- [Records supplied]
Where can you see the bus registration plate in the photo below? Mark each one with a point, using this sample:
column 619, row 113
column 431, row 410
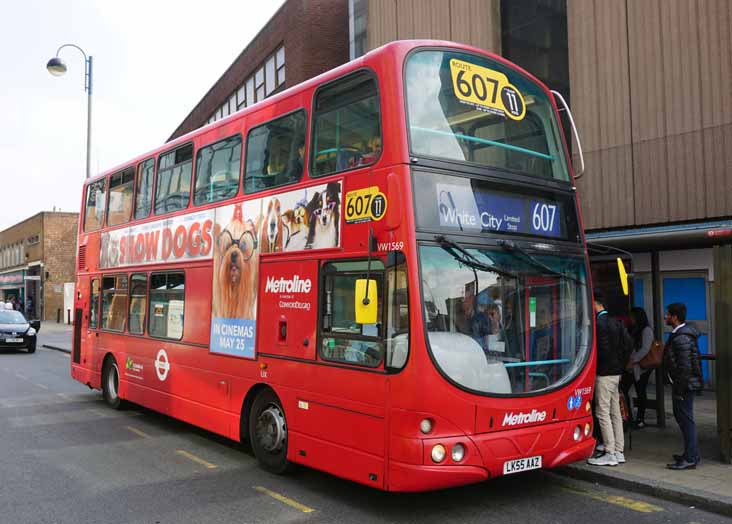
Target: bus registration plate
column 524, row 464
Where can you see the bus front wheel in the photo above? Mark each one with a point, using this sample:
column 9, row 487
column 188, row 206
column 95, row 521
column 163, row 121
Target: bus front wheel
column 268, row 432
column 110, row 383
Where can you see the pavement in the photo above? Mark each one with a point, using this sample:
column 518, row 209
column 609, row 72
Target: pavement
column 647, row 451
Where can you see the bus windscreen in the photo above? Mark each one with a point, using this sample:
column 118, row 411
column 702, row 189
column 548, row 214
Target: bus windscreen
column 468, row 108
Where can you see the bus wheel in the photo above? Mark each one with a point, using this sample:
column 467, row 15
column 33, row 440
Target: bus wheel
column 268, row 432
column 110, row 383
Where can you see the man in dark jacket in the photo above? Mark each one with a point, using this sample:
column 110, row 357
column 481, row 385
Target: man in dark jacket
column 684, row 371
column 607, row 398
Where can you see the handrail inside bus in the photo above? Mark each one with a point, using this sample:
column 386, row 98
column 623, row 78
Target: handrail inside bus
column 486, row 142
column 536, row 363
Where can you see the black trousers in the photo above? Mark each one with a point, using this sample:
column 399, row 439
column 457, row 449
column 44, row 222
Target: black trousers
column 641, row 384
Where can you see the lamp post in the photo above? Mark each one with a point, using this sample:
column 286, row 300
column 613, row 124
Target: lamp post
column 57, row 67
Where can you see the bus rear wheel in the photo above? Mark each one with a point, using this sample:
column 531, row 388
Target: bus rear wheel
column 110, row 384
column 268, row 432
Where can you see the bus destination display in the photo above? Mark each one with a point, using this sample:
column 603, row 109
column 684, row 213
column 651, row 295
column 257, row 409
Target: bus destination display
column 469, row 209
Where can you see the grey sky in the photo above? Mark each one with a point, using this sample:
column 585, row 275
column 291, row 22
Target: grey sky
column 153, row 60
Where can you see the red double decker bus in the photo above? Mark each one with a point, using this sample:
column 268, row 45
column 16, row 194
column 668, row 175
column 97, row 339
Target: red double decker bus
column 380, row 273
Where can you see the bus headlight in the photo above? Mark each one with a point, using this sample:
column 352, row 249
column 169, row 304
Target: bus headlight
column 438, row 453
column 458, row 452
column 425, row 426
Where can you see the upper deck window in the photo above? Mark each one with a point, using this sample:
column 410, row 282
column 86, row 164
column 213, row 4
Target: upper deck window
column 96, row 200
column 120, row 197
column 217, row 171
column 347, row 125
column 275, row 153
column 174, row 180
column 468, row 108
column 143, row 198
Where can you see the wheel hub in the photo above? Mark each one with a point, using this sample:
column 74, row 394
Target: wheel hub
column 271, row 430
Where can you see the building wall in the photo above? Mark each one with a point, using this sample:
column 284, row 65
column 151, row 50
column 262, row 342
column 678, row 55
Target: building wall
column 473, row 22
column 315, row 37
column 652, row 100
column 59, row 246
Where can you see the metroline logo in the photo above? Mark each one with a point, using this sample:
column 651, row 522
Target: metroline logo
column 512, row 419
column 284, row 285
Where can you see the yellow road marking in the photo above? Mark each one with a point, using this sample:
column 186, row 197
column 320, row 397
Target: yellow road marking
column 138, row 432
column 285, row 500
column 194, row 458
column 635, row 505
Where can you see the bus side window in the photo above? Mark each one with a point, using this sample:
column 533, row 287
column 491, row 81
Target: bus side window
column 167, row 304
column 275, row 153
column 217, row 171
column 114, row 302
column 347, row 125
column 138, row 303
column 173, row 189
column 397, row 321
column 120, row 197
column 342, row 339
column 94, row 304
column 143, row 197
column 96, row 200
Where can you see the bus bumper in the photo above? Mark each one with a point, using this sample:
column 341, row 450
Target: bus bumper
column 487, row 453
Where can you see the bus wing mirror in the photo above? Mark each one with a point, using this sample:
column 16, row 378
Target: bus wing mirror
column 367, row 300
column 623, row 276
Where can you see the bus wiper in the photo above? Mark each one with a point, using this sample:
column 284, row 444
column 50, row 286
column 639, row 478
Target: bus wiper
column 510, row 246
column 463, row 256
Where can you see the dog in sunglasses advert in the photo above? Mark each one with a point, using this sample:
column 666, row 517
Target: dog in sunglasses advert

- [Brief]
Only the pictures are dropped when you print the material; everything else is copied exactly.

- [Solution to the exercise]
Where can you see the bus registration plate in the photo below? Mark each one with a point, using this sample:
column 619, row 113
column 431, row 410
Target: bus registration plate
column 524, row 464
Where can you see the bus front wheel in the photo above? Mark each one with a point, using this sample:
column 9, row 487
column 188, row 206
column 95, row 521
column 163, row 121
Target: bus front wheel
column 268, row 432
column 110, row 383
Where can you see the pavement in the photo above? Mark each one with a point, using this sample:
column 518, row 209
column 609, row 72
Target: pavement
column 647, row 451
Where can you see the bus windscreen in the photo above? Mark each one with a point, using this sample:
column 118, row 411
column 702, row 189
column 548, row 214
Target: bus windscreen
column 468, row 108
Where can you see the bus wheel in the photo above? Mark each one with a point, using this sample:
column 467, row 15
column 33, row 440
Target: bus wheel
column 268, row 432
column 110, row 383
Where can you see the man in dark jacket in the photo above? Mark each one with a point, using this sample:
column 110, row 357
column 481, row 385
Target: man in dark jacket
column 684, row 371
column 607, row 398
Where can you see the handrail inside bus in the photo above? Mark each one with a point, using this sample:
column 386, row 98
column 623, row 78
Target: handrail inside bus
column 486, row 142
column 536, row 363
Where can you see the black trousers in the photo above? Mark each one with a point, using this sample:
column 399, row 439
column 457, row 449
column 44, row 222
Target: black trousers
column 641, row 384
Where can you see the lamp post in the photo above? Mark each one with a point, using this sample:
column 286, row 300
column 613, row 124
Target: lamp post
column 57, row 67
Where can you see the bus rear wheel in the photo above? Mark each one with a point, using this sample:
column 531, row 388
Target: bus rear wheel
column 110, row 384
column 268, row 432
Where can you see the bus destination display in the photo above? Mark each one with a point, using this sample:
column 603, row 109
column 684, row 213
column 651, row 295
column 257, row 409
Target: bus destination display
column 469, row 209
Where can you see the grey sky in the photo above? Mark each one with a point, using this sample:
column 585, row 275
column 291, row 22
Target: grey sky
column 153, row 60
Where can you see the red double decker bus in the photo above? Mark each one with a point, using this sample:
column 268, row 45
column 16, row 194
column 668, row 175
column 97, row 339
Target: red double decker bus
column 380, row 273
Where can you see the bus headlight in the photo above? Mark each one with a point, using this sample:
column 352, row 249
column 169, row 304
Target: bus headlight
column 438, row 453
column 458, row 452
column 425, row 426
Where can you see the upper deck window in the photo above? Mark each one with a point, using this sample:
column 410, row 282
column 86, row 164
column 213, row 4
Target: upper deck window
column 96, row 200
column 120, row 197
column 217, row 171
column 347, row 125
column 275, row 153
column 174, row 180
column 468, row 108
column 143, row 198
Where can you see the wheel hub in the photo above? Mark each one with a point, using this sample:
column 74, row 394
Target: wheel hub
column 271, row 430
Where can you see the building wall in the photo above? Mark each one with a point, using this sample:
column 284, row 65
column 151, row 50
column 262, row 342
column 678, row 55
Target: building wall
column 473, row 22
column 315, row 37
column 652, row 100
column 59, row 246
Where can you see the metroline logo in the photo above? Mark each one with a point, using this sample:
column 651, row 522
Target: metroline logo
column 512, row 419
column 284, row 285
Where can you see the yellow road marking in the photo above? Mark each one with a point, using this sample:
column 186, row 197
column 320, row 397
Target: yellow road marking
column 138, row 432
column 285, row 500
column 194, row 458
column 635, row 505
Where can you see the bus side window in the photo above? Mark each one with a point, using this sample:
column 533, row 287
column 491, row 81
Target: bus side window
column 167, row 304
column 275, row 153
column 217, row 171
column 114, row 302
column 347, row 125
column 138, row 303
column 173, row 189
column 397, row 321
column 120, row 197
column 342, row 339
column 94, row 304
column 143, row 197
column 96, row 200
Where can you see the bus bumper in the photo above? Mark each one with a point, using this sample:
column 341, row 450
Target: bus bumper
column 487, row 453
Where can you see the bus wing mirror in the photo above? Mark each one with a point, using this sample:
column 16, row 378
Target: bus wing mirror
column 367, row 300
column 623, row 276
Where can you see the bus wiper in the photo above? Mark each one with a point, using this sample:
column 284, row 444
column 50, row 286
column 639, row 478
Target: bus wiper
column 510, row 246
column 463, row 256
Where can you see the dog in sunglasses advert in the photo above? Mark each one with a point, using this sample:
column 666, row 517
Target: dog in sunglasses advert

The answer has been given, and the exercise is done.